Exercise requirements: Each line below containing the word "window" needs to be shown.

The records:
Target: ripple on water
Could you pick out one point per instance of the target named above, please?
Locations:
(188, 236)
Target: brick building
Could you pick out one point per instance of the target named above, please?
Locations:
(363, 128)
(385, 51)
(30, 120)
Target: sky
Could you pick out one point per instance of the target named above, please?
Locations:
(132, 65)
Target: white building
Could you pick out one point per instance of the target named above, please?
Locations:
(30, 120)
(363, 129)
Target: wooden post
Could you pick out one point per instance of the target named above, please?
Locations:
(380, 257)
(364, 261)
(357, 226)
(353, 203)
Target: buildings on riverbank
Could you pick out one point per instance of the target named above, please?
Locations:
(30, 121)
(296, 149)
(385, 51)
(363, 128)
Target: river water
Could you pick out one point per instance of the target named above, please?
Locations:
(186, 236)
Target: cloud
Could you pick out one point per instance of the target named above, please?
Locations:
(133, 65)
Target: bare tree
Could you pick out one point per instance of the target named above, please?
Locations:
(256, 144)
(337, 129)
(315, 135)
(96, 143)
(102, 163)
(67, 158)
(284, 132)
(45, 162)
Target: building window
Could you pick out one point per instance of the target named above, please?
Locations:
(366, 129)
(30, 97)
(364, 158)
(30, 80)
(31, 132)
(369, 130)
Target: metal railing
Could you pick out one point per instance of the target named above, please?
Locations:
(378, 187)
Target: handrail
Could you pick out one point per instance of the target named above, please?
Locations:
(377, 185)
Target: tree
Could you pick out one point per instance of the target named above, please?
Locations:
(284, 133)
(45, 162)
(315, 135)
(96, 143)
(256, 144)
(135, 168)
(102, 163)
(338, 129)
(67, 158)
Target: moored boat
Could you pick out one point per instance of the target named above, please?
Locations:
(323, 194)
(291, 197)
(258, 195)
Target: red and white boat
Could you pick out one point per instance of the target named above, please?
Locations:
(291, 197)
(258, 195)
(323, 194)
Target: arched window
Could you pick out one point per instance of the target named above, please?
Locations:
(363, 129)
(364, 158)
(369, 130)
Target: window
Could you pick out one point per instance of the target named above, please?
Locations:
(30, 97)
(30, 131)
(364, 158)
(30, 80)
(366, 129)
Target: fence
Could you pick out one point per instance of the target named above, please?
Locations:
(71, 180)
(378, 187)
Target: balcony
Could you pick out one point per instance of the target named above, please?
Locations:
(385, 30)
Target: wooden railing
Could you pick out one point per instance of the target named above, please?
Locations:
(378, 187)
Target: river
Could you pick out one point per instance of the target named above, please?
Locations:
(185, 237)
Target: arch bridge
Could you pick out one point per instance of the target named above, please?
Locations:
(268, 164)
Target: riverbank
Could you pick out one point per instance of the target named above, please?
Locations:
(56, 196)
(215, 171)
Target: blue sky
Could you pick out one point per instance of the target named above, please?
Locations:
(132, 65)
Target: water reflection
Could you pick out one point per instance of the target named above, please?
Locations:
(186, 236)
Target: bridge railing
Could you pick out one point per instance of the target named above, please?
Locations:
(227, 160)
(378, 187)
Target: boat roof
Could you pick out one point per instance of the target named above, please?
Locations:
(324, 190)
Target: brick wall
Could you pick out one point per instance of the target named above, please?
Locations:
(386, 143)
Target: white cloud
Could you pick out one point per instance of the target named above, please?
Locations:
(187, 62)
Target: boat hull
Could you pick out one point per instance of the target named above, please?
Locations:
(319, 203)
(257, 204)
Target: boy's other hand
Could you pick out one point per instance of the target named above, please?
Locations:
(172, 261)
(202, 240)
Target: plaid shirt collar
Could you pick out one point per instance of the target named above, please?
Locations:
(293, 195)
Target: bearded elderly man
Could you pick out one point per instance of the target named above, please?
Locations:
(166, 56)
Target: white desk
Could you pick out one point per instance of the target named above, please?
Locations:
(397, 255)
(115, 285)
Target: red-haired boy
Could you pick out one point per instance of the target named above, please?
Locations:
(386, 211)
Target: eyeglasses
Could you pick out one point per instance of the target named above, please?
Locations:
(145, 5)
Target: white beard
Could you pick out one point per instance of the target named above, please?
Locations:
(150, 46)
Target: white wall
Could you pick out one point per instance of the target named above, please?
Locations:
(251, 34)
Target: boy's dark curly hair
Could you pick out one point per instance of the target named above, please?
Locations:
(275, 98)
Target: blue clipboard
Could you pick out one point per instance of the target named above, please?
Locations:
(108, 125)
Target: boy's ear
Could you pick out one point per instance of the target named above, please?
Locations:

Response to this exercise:
Target: building window
Target: arched window
Target: window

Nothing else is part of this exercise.